• [EXERCISE]
Copy all lines containing the string "instance" from the records below.

• [TASK INPUT]
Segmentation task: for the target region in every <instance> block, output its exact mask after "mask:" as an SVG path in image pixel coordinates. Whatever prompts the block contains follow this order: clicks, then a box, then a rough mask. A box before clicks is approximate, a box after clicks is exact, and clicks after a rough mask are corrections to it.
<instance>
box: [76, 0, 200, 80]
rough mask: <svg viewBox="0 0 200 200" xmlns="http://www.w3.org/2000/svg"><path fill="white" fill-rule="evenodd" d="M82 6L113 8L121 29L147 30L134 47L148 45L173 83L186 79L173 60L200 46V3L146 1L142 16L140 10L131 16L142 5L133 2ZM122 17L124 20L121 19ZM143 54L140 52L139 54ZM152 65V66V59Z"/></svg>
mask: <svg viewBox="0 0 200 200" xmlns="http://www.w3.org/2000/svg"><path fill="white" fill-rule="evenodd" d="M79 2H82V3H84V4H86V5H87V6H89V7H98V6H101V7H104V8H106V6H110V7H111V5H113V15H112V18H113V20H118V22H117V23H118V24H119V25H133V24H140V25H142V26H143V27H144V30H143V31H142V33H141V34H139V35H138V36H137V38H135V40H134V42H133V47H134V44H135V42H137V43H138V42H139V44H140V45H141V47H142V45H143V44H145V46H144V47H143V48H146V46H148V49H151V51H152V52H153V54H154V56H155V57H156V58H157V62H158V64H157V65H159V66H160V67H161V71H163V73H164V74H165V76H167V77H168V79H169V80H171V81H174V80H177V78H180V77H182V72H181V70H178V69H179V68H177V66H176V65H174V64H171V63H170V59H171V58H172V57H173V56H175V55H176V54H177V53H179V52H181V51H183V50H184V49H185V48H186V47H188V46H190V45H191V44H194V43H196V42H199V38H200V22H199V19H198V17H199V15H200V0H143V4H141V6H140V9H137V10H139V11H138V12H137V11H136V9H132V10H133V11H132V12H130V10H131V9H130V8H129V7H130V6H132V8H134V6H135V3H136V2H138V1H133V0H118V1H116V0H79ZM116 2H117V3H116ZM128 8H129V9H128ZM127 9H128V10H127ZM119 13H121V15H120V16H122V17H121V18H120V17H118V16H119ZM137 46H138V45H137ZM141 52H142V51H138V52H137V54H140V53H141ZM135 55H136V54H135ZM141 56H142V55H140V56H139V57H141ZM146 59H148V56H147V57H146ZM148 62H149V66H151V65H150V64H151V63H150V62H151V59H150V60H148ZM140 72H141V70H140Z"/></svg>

• [WORKED SOLUTION]
Segmentation task: for the target region in every <instance> block, output its exact mask after "mask:" as an SVG path in image pixel coordinates. Whatever prompts the block contains follow this order: clicks, then a box, then a rough mask. A box before clicks is approximate, a box after clicks is exact, and clicks after a rough mask are corrections to it.
<instance>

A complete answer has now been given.